* Exercise prompt
Tally the lines in the items below that contain the string "dress" and give only that count.
-- begin Material for this exercise --
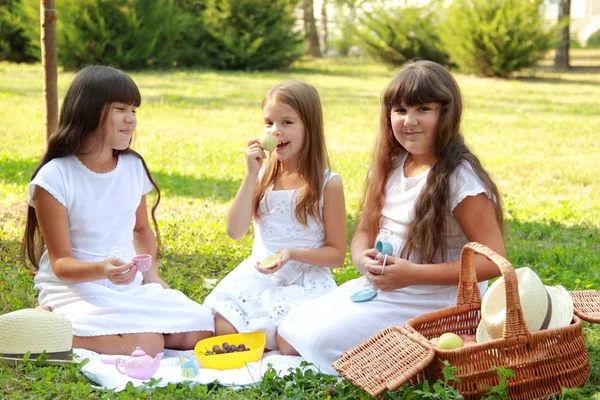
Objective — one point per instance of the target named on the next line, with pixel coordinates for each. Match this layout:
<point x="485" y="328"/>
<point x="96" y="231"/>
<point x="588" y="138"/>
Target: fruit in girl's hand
<point x="268" y="142"/>
<point x="270" y="261"/>
<point x="449" y="341"/>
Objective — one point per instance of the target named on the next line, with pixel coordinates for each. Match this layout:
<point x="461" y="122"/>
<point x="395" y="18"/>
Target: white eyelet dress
<point x="101" y="211"/>
<point x="321" y="330"/>
<point x="252" y="301"/>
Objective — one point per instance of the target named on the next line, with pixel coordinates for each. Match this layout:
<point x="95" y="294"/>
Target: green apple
<point x="449" y="341"/>
<point x="268" y="142"/>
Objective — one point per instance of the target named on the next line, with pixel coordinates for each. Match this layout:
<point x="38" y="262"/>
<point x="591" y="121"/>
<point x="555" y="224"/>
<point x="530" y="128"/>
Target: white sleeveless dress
<point x="321" y="330"/>
<point x="101" y="211"/>
<point x="252" y="301"/>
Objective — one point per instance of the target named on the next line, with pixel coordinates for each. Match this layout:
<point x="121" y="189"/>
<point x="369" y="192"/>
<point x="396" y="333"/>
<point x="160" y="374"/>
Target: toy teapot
<point x="139" y="365"/>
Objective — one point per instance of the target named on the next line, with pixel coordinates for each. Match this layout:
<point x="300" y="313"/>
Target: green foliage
<point x="397" y="35"/>
<point x="134" y="34"/>
<point x="496" y="37"/>
<point x="593" y="41"/>
<point x="192" y="129"/>
<point x="15" y="44"/>
<point x="241" y="34"/>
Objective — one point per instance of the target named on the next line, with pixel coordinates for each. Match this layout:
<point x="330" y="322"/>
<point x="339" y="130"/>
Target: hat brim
<point x="562" y="312"/>
<point x="50" y="361"/>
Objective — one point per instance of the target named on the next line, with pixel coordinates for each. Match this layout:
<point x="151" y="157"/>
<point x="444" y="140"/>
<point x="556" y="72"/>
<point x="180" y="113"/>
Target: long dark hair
<point x="422" y="82"/>
<point x="304" y="99"/>
<point x="83" y="112"/>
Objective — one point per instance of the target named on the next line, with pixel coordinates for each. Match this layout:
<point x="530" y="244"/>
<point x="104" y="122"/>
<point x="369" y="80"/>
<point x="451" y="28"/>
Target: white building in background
<point x="585" y="17"/>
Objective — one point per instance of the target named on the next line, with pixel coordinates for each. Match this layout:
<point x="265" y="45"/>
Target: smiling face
<point x="120" y="125"/>
<point x="283" y="122"/>
<point x="416" y="127"/>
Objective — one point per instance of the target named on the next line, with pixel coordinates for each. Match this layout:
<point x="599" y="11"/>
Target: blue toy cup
<point x="384" y="247"/>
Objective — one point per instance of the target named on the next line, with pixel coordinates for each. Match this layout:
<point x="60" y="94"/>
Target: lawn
<point x="538" y="134"/>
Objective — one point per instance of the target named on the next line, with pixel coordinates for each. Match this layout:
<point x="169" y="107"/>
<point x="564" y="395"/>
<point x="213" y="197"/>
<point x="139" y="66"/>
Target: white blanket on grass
-- end Material for this exercise --
* Finished task
2